Try it
Copy every entry exactly as given, minus the images.

☆ ☆ ☆ ☆ ☆

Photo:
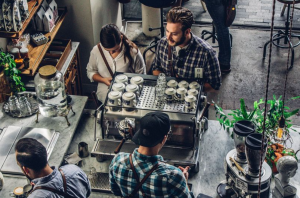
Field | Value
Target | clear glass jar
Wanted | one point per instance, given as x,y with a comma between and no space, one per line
50,92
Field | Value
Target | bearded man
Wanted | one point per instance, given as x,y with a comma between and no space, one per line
182,54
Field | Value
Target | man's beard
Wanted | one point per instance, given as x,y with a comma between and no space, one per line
179,42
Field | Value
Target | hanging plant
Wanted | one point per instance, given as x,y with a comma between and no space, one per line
274,112
8,66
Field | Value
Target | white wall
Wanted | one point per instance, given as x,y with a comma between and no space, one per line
83,23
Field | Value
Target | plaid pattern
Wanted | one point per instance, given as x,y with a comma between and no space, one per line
199,54
165,181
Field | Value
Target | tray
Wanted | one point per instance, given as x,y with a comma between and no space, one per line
31,98
100,183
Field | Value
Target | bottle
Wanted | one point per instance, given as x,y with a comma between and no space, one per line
50,92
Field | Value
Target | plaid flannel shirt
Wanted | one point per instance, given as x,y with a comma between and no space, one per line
199,54
165,181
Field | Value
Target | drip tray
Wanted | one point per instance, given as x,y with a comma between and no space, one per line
10,136
104,149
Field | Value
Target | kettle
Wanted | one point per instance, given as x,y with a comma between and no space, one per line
1,181
126,130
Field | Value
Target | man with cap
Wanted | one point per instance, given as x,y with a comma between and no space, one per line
143,173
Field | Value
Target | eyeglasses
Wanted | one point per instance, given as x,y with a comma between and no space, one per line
181,56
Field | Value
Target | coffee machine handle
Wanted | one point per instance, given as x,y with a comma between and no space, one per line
204,111
119,146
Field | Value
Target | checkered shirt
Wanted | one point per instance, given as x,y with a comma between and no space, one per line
199,54
165,181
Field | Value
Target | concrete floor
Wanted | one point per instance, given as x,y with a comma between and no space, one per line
249,70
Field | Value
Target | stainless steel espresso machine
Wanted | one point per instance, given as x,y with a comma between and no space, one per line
120,121
242,165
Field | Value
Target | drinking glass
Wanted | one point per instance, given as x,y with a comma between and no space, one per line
161,80
25,106
14,105
159,92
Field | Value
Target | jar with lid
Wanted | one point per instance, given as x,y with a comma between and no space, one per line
50,92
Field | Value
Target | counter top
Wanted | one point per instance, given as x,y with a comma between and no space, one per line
59,124
214,146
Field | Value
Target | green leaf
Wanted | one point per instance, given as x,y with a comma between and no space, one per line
243,108
289,114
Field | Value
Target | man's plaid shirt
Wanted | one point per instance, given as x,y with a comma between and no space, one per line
165,181
199,54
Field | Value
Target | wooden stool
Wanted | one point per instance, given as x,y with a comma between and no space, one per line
286,34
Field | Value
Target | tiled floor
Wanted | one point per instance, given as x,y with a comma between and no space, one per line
249,13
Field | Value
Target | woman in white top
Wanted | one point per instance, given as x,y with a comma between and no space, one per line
122,55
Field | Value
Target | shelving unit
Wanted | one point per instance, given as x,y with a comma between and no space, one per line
36,53
33,6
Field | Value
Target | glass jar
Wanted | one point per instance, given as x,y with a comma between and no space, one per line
50,92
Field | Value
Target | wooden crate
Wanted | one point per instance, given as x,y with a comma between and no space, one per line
57,53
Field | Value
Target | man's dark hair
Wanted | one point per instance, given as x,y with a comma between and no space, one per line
110,36
181,15
31,154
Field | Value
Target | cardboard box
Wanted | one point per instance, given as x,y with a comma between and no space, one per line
48,21
38,19
53,7
57,53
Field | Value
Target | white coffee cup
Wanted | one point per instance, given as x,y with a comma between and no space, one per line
190,102
193,92
183,84
194,85
114,98
138,80
170,94
129,99
118,87
121,78
172,84
181,93
133,88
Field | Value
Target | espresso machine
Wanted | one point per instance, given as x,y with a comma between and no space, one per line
242,165
120,119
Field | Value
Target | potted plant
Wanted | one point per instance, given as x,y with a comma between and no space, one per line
10,79
274,112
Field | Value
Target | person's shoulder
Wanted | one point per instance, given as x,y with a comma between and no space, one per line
134,51
163,42
198,42
95,49
120,158
70,169
169,170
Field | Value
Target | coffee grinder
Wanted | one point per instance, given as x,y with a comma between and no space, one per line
242,165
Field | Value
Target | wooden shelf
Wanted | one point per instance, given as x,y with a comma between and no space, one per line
36,53
33,6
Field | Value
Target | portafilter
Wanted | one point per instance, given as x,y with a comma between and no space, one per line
241,130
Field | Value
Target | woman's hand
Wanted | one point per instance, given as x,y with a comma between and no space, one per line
107,80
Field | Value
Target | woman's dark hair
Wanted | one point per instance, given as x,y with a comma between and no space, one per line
181,15
110,36
31,154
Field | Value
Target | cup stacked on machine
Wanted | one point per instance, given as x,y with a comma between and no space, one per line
124,94
172,91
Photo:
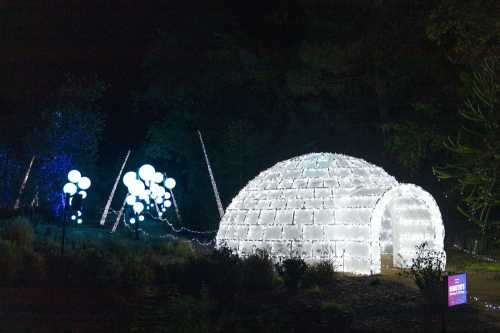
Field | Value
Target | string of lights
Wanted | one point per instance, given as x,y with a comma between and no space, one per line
487,305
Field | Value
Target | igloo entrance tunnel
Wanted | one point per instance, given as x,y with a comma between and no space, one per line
324,206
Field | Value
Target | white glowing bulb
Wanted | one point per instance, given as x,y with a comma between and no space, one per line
129,177
136,188
69,188
138,207
130,200
158,177
84,183
170,183
158,191
154,190
147,172
74,176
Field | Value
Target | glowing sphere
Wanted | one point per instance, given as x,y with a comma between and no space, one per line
130,200
147,172
158,191
84,183
138,207
137,187
170,183
158,177
129,178
74,176
69,188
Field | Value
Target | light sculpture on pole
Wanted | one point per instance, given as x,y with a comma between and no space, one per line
147,193
75,190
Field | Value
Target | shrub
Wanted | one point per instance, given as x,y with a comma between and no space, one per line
258,272
225,274
427,270
319,274
292,271
34,268
19,231
336,315
10,262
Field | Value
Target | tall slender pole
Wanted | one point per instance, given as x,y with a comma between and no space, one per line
120,213
23,185
110,199
212,179
63,236
175,206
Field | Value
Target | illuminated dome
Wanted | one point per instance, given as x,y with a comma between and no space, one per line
324,206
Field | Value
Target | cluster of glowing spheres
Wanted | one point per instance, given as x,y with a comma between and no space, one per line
147,188
331,207
77,184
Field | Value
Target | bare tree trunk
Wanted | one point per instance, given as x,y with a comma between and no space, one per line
110,199
23,185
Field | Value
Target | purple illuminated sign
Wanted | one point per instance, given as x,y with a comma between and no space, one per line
457,289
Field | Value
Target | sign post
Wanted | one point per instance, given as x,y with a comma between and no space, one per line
455,287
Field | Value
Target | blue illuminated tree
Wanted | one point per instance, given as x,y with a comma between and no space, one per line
69,135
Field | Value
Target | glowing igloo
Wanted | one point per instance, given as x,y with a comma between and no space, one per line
324,206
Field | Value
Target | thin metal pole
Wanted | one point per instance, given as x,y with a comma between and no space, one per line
120,213
112,194
177,212
23,185
212,179
66,202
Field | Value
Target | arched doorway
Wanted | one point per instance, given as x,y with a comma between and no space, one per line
404,217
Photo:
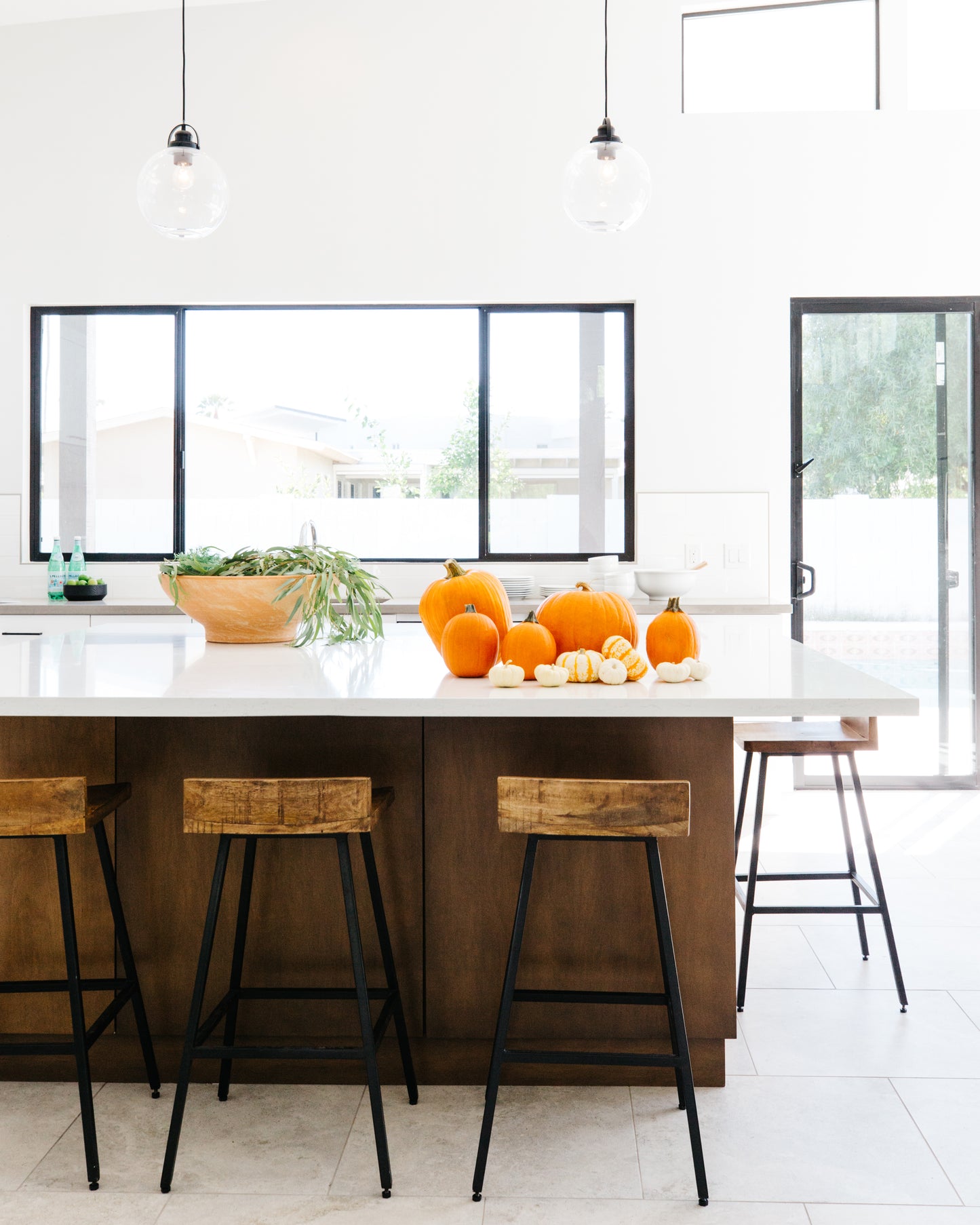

☆ ☆ ☆ ☆ ☆

Reply to the exercise
Photo:
Field | Value
Target | clear glass jar
Wanted | one point per instance, given as x,y with a comma between and no space, one per line
50,92
Field | Value
Target | bearded man
Wanted | one point per instance, given as x,y with a comma between and no space, one per line
182,54
Field | Value
Target | man's beard
Wanted | one point per instance, given as x,y with a comma between and no space, one per line
179,42
Field | Value
Target | hanging plant
Wanted | one point per instance, given as x,y with a comma between and no space, one per line
274,112
8,66
Field | Value
Target | white wall
Wanted | one point per instance, given as x,y with a comma between and no space, one per line
83,23
Field | Value
Target | plaid pattern
Wanted | one point per instance, given as x,y with a comma between and no space, one per line
199,54
165,181
Field | Value
Target | tray
Wanted | one point per instance, given as x,y with a comma between and no space, one per line
31,98
100,183
Field | Value
Target | bottle
Wanted | one point per instance, given as x,y with a comma between and no space, one per line
50,92
Field | Value
Target | plaid flannel shirt
Wanted | one point per instance, given as x,y with a comma between and no space, one per line
199,54
165,181
Field | Value
Target | drip tray
Wanted | one point per instance, given as x,y with a comma between and no space, one per line
10,136
104,149
Field | Value
Target | kettle
Wanted | one point per instance, given as x,y with a comma between and no space, one per line
1,181
126,130
Field | Value
Target | man with cap
Wanted | one point per instance, given as x,y with a comma between and no space, one per line
143,173
Field | Value
Target | eyeglasses
Wanted | one point per instance, given as x,y with a comma between and no space, one per line
181,56
Field | Value
Target | coffee machine handle
Wanted | one point per instance, given as x,y with a comma between and no space, one per line
204,111
119,146
Field | Value
Target | checkered shirt
Wanted | one point per instance, given as x,y with a comma between and no space, one per line
199,54
165,181
Field | Value
Target | concrete floor
Wanted | one point per instance, given as x,y with a comma between and no space, one per line
249,70
Field | Value
Target | stainless steel espresso machine
Wanted | one point per instance, given as x,y with a comma between and no space, one per line
120,121
242,165
Field | Value
Target | drinking glass
Wanted | one point per instance, given as x,y with a comma between and no space, one per line
161,80
25,106
14,105
159,92
Field | Value
Target | jar with lid
Wanted | one point per instance, given as x,y with a comma between and no space, one per line
50,92
Field | Value
Target | counter top
Wanted | one point per instance, given as x,y with a comma between and no space, one per line
59,124
214,146
Field | Value
Target | green leaf
Wanted | one point per instance, given as x,y with a comma between and no space, one per line
243,108
289,114
Field | Value
Target | man's plaid shirt
Wanted | one point per instance, given as x,y with a comma between and no space, one per line
165,181
199,54
Field | Value
Target | wooden stool
Wanted | one point per instance, given as x,y with a comma between and no space, one per line
286,34
Field | Value
Target | tiled floor
Wanted | one point per instance, given as x,y with a comma between and no space, one per line
249,13
Field | Value
Target | woman in white top
Wanted | one point per instance, given as x,y with a comma between and no space, one per line
122,55
Field | Value
Target | shelving unit
Wanted | one point per instance, given as x,y with a comma between and no space, one per line
36,53
33,6
Field | Value
Target | glass jar
Wanted | one point per instance, given as x,y with a comma between and no space, one per line
50,92
Field | Value
Target | wooden crate
Wanted | one point per instance, given as x,y with a comma between and no space, one per line
57,53
Field | Value
Target | man's dark hair
Wanted | one point per instance, given as x,y with a comma between and no space, one per line
110,36
181,15
31,154
Field | Value
Target | cardboard box
Wanted | one point per instance, given as x,y with a comma between and no space, one per line
48,21
38,19
53,7
57,53
Field | Value
Target | white coffee cup
Wanted | one point per instance, given as x,y with a comma between and no space, one per line
190,102
193,92
183,84
194,85
114,98
138,80
170,94
129,99
118,87
121,78
172,84
181,93
133,88
Field | Value
Target | espresso machine
Wanted | one point per instance, given as x,y with a comma between and no space, one per line
242,165
120,119
Field | Value
Target | potted plant
Wanted | one point per instance, given as x,y with a comma between and no space, one per line
10,79
274,112
Field | Value
Target | person's shoulder
Wanted | one point per instance, given as x,y with a comma between and no space, one per line
134,51
163,42
198,42
95,49
120,158
70,169
169,170
Field | Value
Target | coffee grinder
Wanted | one point per instance, given as x,y with a comma between and no space, one per line
242,165
Field | Value
Target | wooden shelf
Wanted | one point per instance, given as x,y with a comma between and no space, one per line
36,53
33,6
Field | Value
Target | portafilter
Wanted | one point per instance, given as x,y with a comma between and no space, one per line
241,130
Field | Value
Target | woman's hand
Wanted | one point per instance, given as x,y with a comma between and no space, one per line
107,80
Field | Value
Target | woman's dark hair
Wanted | one point per instance, given as x,y with a comma between and no space, one per line
181,15
110,36
31,154
Field | Value
Target | cup stacked on machine
Wanted | one point per instance, given as x,y with a comma between and no space, one per line
124,94
172,91
Photo:
Field | Value
Target | string of lights
Wanted | one point per instance, given as x,y with a comma between and no space, one per line
487,305
Field | Value
Target | igloo entrance tunnel
Wanted | one point per instance, given as x,y with a comma between and no space, one per line
324,206
Field | Value
Target | white glowing bulb
Wanted | one point per instance, given as x,y with a comma between and no space, one per line
129,177
136,188
69,188
138,207
130,200
158,177
84,183
170,183
158,191
154,190
147,172
74,176
Field | Value
Target | glowing sphere
Wanted | one point per instance, given as x,y with a comma between and no space, one per line
130,200
147,172
158,191
84,183
138,207
137,187
170,183
158,177
129,178
74,176
69,188
Field | Value
Target | light sculpture on pole
Wanted | one point per instance, given as x,y with a comma between and no space, one per line
147,193
75,190
Field | Value
Target | shrub
Wanted | one point per instance, given as x,y with a comma between and no space, one per line
258,272
225,274
427,270
319,274
292,271
34,268
19,231
336,315
10,262
Field | Value
Target | tall slender pole
Wanted | one point per instance, given as x,y with a comma between and no space, one per line
120,213
23,185
110,199
212,179
63,236
175,206
Field | Value
Target | illuminated dome
Wanted | one point per instance, given as x,y with a comma between and no space, one per line
324,206
Field | Value
Target | cluster of glowing spheres
Wanted | one point per instance, given as x,y with a comma between and no space, one per line
147,188
331,207
77,184
Field | Value
Target | bare tree trunk
Wanted | one point per instance, given as x,y with a comma between and no space, one per line
110,199
23,185
Field | Value
Target | purple illuminated sign
Wanted | one point per instance, given as x,y with a comma between and no space, one per line
457,289
Field | Value
Target | sign post
Wanted | one point per instance, given as x,y with a comma between and no space, one per line
455,287
Field | Value
Target | blue illuminated tree
Wanted | one point per instance, given as x,y with a comma between and no space, one per line
69,135
Field | Value
Target | glowing igloo
Wanted | one point per instance, given as x,y with a comma between and no space, one per line
324,206
Field | Value
Target | thin metal pole
Wanted | one point per instance, given as x,y with a comma between and no space, one per line
120,213
112,194
177,212
23,185
212,179
66,202
Field | Value
Target | arched doorway
Wanted | one point per instance, given as x,y with a comma between and no space, one per line
404,217
Photo:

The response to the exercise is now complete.